Passage ▸
:::
I said I don't see the slowness here but when I travel on a cruise ship the internet connections are often too slow to play video and I do recall these threads taking extra time to load the players too. 

More and more, web designs are moving to html5 which is faster but also supports so many more features and if the web pages are using them it can still be slow. You Tube is moving away from Flash and this causes some additional problems with the players for 3D display. html5 does not support 3D controls. The older Flash player did. A disadvantage to us 3D enthusiasts, with html5 player you no longer have the option to set your YT playback for different 3D modes. YT engineers said they are working on trying to develop a player with those controls but as with most things You Tube, there is low priority for anything 3D because it does not have an ad revenue stream. Plus, since Google hired the new CFO, who is a budget slasher, I suspect anything that does not generate revenue for Google will get the axe and that includes 3D.


----------



## MLXXX

I use _4K Video Downloader_ to save any YouTube videos I have a particular interest in, such as 3D side by side clips on this forum. The downloader allows you to select which file size version you want. I normally select "original resolution". It may take a little while to download, but then you have the whole file available to play back, without any risk of pauses for buffering, and at high quality.


----------



## NorthSky

Thank you all gentlemen, I am learning interesting stuff, related to 3D and youtube and computers.


----------



## Don Landis

North Sky-

My opinion is that You Tube on a computer browser is in constant change. So, what you learn today may be different tomorrow. On a device app the changes are much slower so that they work one way for much longer time frames.


----------



## Barry C

Don Landis said:


> North Sky-
> 
> My opinion is that You Tube on a computer browser is in constant change. So, what you learn today may be different tomorrow.
:::
Data listing:
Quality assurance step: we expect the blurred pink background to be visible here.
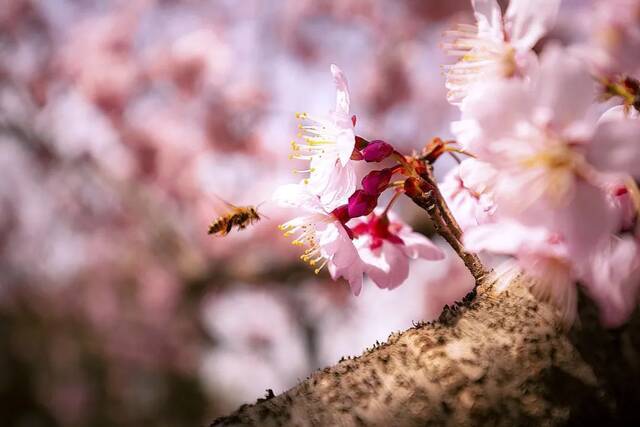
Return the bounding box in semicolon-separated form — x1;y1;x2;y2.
0;0;600;426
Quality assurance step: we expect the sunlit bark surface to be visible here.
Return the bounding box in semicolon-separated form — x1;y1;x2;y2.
212;282;640;426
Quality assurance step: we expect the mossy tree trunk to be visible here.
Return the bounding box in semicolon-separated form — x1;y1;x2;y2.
213;280;640;426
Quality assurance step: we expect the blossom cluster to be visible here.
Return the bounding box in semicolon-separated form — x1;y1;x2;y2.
275;0;640;326
273;65;444;295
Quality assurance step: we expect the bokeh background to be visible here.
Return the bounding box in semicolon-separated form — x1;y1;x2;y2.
0;0;596;426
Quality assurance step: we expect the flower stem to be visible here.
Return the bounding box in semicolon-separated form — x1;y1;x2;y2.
409;164;488;286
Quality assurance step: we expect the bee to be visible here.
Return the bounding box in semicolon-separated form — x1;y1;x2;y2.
209;198;262;236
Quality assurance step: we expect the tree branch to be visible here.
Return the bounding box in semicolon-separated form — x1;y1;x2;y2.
213;279;640;426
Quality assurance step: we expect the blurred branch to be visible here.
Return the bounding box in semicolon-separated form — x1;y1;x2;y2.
212;279;640;426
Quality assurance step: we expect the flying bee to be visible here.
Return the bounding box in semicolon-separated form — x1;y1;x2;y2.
209;197;262;236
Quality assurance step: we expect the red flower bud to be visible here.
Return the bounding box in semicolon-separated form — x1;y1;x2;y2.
362;168;393;195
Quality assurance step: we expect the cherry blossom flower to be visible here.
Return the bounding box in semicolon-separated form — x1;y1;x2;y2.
291;64;356;210
587;107;640;178
464;220;580;325
452;46;633;258
273;184;363;295
352;209;444;289
444;0;560;104
585;236;640;327
586;0;640;74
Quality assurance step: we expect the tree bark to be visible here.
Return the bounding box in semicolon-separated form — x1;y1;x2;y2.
212;279;640;426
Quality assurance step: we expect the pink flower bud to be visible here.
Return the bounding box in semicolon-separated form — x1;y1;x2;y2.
362;140;393;162
348;190;378;218
362;168;393;195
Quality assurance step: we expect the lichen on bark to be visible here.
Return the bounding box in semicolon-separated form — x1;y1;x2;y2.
212;279;640;426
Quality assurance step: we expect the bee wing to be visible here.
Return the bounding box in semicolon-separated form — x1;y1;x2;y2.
213;194;238;216
255;200;271;220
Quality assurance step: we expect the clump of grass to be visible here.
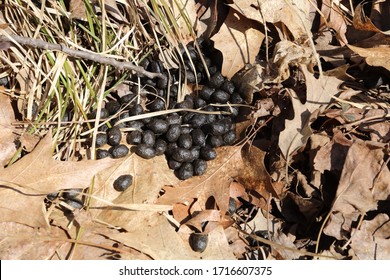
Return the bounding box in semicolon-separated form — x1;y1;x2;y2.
0;0;195;160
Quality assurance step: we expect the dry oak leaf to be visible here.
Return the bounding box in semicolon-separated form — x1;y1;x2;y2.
156;146;272;213
347;45;390;71
0;132;118;227
0;92;16;167
0;222;68;260
211;5;264;79
351;214;390;260
324;140;390;239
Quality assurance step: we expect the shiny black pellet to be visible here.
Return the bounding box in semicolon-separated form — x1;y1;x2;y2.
209;71;225;89
134;144;156;159
200;145;217;161
165;124;181;142
96;149;110;159
107;126;122;146
189;233;209;253
146;98;165;112
176;162;194;180
198;86;215;101
141;130;156;146
211;89;230;104
154;138;168;156
192;159;207;176
96;133;107;148
177;134;192;149
171;147;192;162
105;100;121;115
191;129;206;146
109;144;129;158
147;118;169;134
113;174;133;192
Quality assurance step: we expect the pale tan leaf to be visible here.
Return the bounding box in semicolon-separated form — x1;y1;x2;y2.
279;65;342;158
0;133;120;227
324;141;390;239
351;214;390;260
157;146;272;213
211;9;264;79
231;0;311;40
0;222;68;260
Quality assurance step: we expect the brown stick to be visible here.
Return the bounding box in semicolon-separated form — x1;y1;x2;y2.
0;35;163;79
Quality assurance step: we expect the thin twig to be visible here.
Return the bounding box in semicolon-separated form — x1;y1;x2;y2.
0;35;163;79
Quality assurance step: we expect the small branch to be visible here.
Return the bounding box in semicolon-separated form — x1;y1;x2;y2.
0;35;163;79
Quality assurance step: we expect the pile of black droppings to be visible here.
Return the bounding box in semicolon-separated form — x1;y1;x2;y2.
90;44;244;180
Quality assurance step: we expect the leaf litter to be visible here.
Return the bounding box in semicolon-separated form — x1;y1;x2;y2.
0;0;390;259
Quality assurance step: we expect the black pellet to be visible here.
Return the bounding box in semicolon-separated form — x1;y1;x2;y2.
96;149;110;159
107;126;122;146
176;162;194;180
147;118;169;134
192;159;207;176
200;145;217;161
134;144;156;159
141;130;156;146
96;133;107;148
177;134;192;149
109;144;129;158
113;174;133;192
191;129;206;146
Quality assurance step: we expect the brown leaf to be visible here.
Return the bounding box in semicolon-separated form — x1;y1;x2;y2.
348;45;390;71
351;214;390;260
279;65;342;159
314;130;352;173
324;141;390;239
212;9;264;79
0;133;118;227
320;0;348;46
0;222;68;260
0;92;16;167
230;0;311;40
157;146;272;213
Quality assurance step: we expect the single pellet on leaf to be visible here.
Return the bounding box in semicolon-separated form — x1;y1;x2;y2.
176;162;194;180
107;126;122;146
109;144;129;158
113;174;133;192
192;159;207;176
96;149;110;159
126;130;142;145
177;134;192;149
209;71;225;89
142;130;156;146
189;233;209;253
95;133;108;148
134;144;156;159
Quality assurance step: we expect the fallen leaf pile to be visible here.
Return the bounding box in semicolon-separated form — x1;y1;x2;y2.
0;0;390;259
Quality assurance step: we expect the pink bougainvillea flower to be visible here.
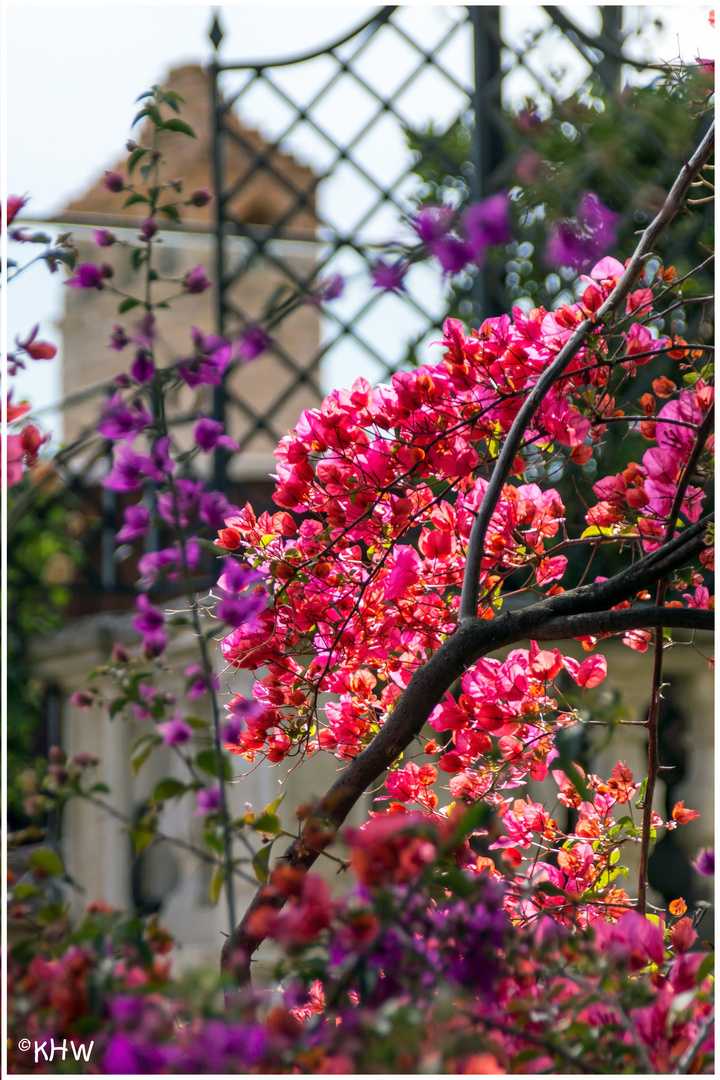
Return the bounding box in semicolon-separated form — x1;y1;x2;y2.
562;657;608;690
15;324;57;360
193;787;220;818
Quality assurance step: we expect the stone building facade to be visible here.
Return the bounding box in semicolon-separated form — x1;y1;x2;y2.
57;65;321;468
23;66;714;967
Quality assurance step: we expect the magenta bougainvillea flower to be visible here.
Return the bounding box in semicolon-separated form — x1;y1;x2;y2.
371;259;409;293
545;191;620;270
182;266;213;294
65;262;105;289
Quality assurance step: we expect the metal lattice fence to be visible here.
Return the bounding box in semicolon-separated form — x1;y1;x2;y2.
11;6;699;598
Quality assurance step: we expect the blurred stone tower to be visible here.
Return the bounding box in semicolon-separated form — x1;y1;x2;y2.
57;65;320;480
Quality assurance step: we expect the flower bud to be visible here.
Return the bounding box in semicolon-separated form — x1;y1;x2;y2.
103;173;125;192
189;188;213;206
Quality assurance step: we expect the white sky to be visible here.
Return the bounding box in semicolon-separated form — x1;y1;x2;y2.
5;2;715;429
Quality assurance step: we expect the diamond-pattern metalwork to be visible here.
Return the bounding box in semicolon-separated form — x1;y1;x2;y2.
28;5;669;592
207;6;651;478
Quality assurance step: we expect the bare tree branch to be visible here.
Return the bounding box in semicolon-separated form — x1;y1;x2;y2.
459;123;715;622
221;509;712;983
221;125;715;984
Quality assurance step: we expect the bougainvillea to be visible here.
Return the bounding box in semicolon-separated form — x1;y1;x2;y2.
5;65;714;1074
:::
Your task ▸
Extend the forum thread on YouTube 3D playback, picking up right after its final quoted line.

Expected answer ▸
Or, maybe even an hour later with YT


----------



## NorthSky

Thx Don; I rarely watch youtube so for me it's no big deal. But that's where you guys can share your 3D videos, then it is more interesting now. ...It adds more 3D content.

Don, in my sig is my real name...Bob is fine. 

♦ 3D question of the day: Did any of you watch *The Art of Flight* Documentary in 3D? ...About snowboarders.
Also, another Documentary; *Pina* in 3D? ...About modern dance. 

If you like snow, mountains, high altitude, extreme sports, dance, body language, arts in general...those are two good 3D spots to explore. 

About space? ...*IMAX: Hubble 3D* 

I know I know...they're not on youtube...they're on Blu. ...Just wanted to add some good suggestions, of mine. 

♥ I love this thread, because it is your own creative 3D Art, and I'm glad it's here, and I'm glad I'm here. ...Keep on doing it...many people love it.


----------



## tomtastic

Tried to watch Pina but it wasn't for me. The dance style a little too European and just weird.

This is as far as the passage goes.